WRITTEN TASK :: Turn the listing below into a JSON list of strings, one string per line, with blank lines omitted. Begin at the line that contains "the wine glass in the photo above." and stop after the line that contains "(1049, 851)", including both.

STORED ROWS ::
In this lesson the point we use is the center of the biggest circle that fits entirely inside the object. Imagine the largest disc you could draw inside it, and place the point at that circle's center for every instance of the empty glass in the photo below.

==

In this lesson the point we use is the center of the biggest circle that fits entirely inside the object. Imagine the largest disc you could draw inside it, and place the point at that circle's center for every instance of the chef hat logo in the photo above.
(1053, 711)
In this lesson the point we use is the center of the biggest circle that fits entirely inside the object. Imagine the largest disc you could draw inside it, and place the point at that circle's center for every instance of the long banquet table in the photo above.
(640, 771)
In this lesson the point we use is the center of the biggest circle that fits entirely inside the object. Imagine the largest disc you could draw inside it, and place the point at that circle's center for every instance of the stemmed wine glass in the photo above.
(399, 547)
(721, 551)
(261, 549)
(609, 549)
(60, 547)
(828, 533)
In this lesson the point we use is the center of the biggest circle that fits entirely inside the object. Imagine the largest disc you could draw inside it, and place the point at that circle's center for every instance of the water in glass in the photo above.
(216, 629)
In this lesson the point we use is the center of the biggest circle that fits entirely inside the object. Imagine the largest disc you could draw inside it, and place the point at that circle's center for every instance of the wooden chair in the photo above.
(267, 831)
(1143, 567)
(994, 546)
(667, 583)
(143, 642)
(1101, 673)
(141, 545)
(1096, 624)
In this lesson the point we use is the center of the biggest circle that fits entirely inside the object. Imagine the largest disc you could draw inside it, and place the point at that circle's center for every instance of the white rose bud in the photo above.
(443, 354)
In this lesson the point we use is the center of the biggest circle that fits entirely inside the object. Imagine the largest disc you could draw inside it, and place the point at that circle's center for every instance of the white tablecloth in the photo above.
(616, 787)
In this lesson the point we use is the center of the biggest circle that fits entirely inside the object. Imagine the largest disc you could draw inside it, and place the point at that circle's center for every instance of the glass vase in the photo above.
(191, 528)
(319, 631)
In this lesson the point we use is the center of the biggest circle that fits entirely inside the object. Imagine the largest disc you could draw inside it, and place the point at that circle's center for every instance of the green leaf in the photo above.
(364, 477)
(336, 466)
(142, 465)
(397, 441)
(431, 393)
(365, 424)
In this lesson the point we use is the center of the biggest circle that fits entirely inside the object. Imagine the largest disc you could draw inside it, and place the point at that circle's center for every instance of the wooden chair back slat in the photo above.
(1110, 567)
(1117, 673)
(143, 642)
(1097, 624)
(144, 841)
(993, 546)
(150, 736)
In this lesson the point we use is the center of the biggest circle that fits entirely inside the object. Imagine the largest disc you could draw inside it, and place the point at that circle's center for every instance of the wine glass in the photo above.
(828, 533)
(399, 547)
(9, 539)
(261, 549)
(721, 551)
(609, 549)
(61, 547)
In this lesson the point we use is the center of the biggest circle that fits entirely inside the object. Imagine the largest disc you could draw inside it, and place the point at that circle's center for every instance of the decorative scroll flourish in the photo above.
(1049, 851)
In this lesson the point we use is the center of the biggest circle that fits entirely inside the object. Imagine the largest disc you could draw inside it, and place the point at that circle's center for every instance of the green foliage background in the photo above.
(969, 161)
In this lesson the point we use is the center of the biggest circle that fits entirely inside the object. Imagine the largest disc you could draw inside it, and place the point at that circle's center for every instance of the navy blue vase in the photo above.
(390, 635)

THE OUTPUT ::
[
  "In this lesson the point we use is the center of the biggest circle that fits entirely inside the object. Imagine the largest disc you could draw inside it, and place the point at that circle's center for every instance of the wine glass in the photo above.",
  "(828, 533)",
  "(399, 547)",
  "(9, 539)",
  "(261, 549)",
  "(721, 551)",
  "(609, 549)",
  "(61, 547)",
  "In this lesson the point we use is the center of the biggest circle that fits entirely inside the object. Imagine the largest disc you could draw inside it, and place the point at that circle's center for every instance of the decorative scroll flourish in the photo above.",
  "(1049, 851)"
]